TEXTE >>
________________________

Ce qui a changé : évaluer à distance

Avez-vous eu l’impression d’évaluer de façon différente pendant cette période de confinement  ?

Différentes conceptions de l’évaluation

Pour les enseignants de langues la question de l’évaluation ne s’est pas posée dans les mêmes termes que pour les enseignants d’autres disciplines, en particulier les disciplines scientifiques. En effet, très souvent en langues il ne s’agit pas d’évaluer des connaissances,  mais des compétences de compréhension et d’expression écrite et orale mises en œuvre dans des projets individuels ou de groupe.  Productions écrites, productions multimédia, portfolios, journaux de bord ont été couramment utilisés pendant cette période de confinement .

________________________

DONNÉES >>
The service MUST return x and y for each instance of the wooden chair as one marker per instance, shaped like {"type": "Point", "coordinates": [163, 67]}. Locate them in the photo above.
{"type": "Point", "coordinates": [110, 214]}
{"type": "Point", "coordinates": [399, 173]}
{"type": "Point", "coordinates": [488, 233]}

________________________

EXERCICE >> Recopiez intégralement le texte sur l'évaluation à distance, sans y apporter la moindre modification.

CORRIGÉ >>
Ce qui a changé : évaluer à distance

Avez-vous eu l’impression d’évaluer de façon différente pendant cette période de confinement  ?

Différentes conceptions de l’évaluation

Pour les enseignants de langues la question de l’évaluation ne s’est pas posée dans les mêmes termes que pour les enseignants d’autres disciplines, en particulier les disciplines scientifiques. En effet, très souvent en langues il ne s’agit pas d’évaluer des connaissances,  mais des compétences de compréhension et d’expression écrite et orale mises en œuvre dans des projets individuels ou de groupe.  Productions écrites, productions multimédia, portfolios, journaux de bord ont été couramment utilisés pendant cette période de confinement .